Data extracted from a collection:
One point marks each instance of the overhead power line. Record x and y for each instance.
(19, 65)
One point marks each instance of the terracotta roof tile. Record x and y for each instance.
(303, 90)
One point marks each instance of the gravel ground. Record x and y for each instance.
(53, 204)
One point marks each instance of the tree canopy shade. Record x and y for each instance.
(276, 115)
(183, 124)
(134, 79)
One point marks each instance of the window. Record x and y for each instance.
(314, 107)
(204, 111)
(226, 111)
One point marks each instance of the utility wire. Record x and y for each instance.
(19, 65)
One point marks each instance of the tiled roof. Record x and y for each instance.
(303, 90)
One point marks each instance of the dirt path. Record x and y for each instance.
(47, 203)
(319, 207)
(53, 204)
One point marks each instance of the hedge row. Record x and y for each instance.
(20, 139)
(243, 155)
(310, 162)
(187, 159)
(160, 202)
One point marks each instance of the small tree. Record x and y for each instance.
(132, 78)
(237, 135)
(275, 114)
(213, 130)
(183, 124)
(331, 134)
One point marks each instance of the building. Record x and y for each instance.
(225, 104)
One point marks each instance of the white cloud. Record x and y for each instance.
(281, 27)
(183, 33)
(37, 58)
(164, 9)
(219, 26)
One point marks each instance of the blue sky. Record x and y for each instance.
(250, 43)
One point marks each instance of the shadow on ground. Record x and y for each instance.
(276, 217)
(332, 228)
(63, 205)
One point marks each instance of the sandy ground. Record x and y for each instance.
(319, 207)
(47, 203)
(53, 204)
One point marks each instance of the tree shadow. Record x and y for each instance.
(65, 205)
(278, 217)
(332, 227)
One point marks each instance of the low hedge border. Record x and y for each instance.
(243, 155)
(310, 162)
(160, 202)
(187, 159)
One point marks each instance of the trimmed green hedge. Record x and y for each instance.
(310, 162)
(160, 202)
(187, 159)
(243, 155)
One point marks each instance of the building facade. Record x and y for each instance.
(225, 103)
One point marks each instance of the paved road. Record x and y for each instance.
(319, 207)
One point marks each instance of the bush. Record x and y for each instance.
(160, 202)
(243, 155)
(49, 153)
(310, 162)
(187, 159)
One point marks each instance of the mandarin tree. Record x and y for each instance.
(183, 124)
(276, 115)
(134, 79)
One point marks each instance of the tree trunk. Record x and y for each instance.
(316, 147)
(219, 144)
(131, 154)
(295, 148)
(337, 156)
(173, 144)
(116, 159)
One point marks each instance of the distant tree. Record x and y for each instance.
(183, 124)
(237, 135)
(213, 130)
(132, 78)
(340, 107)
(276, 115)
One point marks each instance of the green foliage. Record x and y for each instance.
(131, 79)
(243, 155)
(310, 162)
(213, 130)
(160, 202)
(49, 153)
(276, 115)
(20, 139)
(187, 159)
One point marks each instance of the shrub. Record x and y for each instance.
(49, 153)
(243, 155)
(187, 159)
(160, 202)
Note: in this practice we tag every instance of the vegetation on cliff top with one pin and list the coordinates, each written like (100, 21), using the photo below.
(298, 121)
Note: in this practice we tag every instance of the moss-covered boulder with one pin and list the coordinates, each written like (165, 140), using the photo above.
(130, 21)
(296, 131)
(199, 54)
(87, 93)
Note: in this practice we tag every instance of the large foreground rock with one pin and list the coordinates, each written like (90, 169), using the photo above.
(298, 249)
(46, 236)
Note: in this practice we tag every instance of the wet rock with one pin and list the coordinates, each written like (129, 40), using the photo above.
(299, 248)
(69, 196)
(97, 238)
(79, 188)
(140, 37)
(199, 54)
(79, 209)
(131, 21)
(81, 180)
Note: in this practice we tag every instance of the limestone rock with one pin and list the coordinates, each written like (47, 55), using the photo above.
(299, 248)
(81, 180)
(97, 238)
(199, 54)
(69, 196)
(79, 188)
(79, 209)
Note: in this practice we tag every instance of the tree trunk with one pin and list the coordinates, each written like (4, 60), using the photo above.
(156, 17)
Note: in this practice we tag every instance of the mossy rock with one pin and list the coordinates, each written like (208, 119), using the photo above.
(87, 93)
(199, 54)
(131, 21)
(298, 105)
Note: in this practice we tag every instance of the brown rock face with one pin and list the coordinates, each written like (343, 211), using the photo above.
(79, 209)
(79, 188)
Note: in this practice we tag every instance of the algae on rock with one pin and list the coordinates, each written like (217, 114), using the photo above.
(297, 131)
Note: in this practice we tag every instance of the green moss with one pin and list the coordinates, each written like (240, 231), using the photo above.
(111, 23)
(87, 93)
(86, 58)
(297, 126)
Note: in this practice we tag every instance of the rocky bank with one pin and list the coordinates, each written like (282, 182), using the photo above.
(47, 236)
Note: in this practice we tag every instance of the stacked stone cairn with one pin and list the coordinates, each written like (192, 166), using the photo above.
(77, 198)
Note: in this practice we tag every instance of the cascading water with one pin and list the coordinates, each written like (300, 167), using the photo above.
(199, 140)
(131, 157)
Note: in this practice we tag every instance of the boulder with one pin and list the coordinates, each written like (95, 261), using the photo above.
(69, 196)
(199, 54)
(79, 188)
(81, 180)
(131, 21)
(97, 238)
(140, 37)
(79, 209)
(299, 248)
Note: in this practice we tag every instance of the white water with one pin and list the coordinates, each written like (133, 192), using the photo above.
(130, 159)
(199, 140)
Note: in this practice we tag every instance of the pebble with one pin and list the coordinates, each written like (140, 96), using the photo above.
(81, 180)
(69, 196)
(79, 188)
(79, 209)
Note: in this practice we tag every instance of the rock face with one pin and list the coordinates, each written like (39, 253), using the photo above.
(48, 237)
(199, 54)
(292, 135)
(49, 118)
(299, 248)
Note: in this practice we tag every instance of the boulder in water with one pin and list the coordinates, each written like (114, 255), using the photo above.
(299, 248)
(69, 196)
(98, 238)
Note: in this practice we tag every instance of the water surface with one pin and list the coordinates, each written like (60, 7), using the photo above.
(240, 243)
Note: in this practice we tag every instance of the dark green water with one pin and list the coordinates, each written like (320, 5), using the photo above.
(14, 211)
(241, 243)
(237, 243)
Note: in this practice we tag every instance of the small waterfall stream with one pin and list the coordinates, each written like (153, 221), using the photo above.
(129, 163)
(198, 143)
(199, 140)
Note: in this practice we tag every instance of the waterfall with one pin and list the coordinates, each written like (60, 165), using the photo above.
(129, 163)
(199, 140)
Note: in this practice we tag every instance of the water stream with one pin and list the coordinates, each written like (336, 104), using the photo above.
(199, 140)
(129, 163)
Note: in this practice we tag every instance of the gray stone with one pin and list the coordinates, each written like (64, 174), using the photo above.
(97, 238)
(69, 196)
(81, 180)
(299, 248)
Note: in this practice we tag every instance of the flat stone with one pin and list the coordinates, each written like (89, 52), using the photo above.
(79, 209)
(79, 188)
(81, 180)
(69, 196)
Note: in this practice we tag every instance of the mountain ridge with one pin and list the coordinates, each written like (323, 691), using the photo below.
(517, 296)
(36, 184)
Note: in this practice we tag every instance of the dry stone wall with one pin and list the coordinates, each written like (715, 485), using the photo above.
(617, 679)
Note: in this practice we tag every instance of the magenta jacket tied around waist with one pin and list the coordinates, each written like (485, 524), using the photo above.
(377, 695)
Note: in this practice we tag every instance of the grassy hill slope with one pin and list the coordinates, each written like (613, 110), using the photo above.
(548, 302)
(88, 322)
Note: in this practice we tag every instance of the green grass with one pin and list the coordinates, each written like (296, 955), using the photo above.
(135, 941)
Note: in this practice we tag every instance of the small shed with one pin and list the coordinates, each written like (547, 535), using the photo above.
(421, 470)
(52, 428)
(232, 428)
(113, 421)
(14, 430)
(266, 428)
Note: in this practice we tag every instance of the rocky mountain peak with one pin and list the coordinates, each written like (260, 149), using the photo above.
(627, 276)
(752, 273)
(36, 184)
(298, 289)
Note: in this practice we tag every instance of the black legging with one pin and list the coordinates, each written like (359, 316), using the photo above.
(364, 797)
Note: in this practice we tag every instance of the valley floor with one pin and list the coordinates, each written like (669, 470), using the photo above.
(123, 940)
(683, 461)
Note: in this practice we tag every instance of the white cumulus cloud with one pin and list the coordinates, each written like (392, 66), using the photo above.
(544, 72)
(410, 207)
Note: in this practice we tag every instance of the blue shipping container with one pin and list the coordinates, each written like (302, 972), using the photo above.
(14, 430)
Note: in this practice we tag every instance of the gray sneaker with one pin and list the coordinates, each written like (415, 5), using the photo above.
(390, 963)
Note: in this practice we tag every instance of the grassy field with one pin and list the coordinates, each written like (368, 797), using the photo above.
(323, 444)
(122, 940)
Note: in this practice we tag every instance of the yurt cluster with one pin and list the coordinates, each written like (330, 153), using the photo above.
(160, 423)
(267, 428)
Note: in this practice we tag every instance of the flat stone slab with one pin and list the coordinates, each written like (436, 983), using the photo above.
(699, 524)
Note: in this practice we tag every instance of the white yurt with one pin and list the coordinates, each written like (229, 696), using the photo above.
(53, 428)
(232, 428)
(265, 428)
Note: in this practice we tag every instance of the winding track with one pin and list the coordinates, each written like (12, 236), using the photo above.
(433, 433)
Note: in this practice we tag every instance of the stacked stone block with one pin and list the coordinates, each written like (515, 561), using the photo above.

Task to carry out —
Each line from the one containing "Note: in this practice we tag every instance of the winding" through the last line of the entries is to be copied exactly, with no other lines added.

Task answer —
Note: in this practice we tag every instance of the winding track with one pin and list the coordinates, each written like (12, 236), using the photo above.
(433, 433)
Note: in this practice we tag every instance of the stacked stone block with one pin and list the coordinates, each written like (515, 561), using the photo above.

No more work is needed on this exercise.